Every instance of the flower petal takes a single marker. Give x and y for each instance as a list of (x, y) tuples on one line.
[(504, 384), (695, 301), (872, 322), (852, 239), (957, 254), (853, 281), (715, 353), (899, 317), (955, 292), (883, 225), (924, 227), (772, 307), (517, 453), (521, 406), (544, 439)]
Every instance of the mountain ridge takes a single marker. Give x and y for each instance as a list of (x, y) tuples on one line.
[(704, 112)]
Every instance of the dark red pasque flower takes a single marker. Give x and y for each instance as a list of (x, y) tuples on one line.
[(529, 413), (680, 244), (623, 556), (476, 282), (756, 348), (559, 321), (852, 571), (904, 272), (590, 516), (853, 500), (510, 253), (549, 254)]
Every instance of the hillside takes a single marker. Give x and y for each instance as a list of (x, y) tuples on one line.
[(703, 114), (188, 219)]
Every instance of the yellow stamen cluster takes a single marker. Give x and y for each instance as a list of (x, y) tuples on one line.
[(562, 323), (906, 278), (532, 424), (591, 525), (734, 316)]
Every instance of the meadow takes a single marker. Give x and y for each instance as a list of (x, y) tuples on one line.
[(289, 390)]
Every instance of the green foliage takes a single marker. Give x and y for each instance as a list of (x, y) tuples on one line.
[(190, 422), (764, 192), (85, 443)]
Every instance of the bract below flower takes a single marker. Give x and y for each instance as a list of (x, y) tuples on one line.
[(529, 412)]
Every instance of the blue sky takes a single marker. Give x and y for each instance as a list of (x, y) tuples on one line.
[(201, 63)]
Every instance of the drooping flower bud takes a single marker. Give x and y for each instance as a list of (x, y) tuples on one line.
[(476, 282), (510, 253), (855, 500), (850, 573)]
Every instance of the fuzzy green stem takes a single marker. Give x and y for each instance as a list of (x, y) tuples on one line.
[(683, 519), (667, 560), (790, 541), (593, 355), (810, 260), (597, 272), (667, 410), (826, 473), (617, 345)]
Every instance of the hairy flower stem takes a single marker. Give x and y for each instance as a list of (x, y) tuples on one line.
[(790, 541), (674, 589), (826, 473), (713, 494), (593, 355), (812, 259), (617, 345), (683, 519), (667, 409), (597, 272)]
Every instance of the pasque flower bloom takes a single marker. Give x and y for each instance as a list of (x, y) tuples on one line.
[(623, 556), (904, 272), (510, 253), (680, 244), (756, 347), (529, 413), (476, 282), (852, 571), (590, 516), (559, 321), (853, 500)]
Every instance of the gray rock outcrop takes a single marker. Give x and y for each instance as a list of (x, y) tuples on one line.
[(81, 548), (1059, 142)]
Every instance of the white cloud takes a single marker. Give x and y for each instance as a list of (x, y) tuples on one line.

_ _ _ _

- **DESCRIPTION OF THE TASK**: Copy the data from the line with "Every instance of the blue" up to and including the line with "473), (617, 345)]", substituting "nodding flower bud" for "drooping flower bud" and leaving everything else unchanged.

- **COMPLETE RESPONSE**:
Every instance of the blue sky takes a single marker. Give x and y for each instance as a list of (x, y) tuples on one line.
[(201, 63)]
Every instance of the nodding flower bud takes a single marker. Give x and y for each instance as a list of (x, y) tuples on one line.
[(476, 282), (510, 253), (855, 500), (850, 573)]
Every instance of the fuzzy green stem takes a single marker. Give x and y for each instance as a list of (x, y) tuples on one line.
[(683, 519), (667, 560), (790, 541), (593, 355), (810, 260), (597, 272), (667, 410), (826, 473), (617, 345)]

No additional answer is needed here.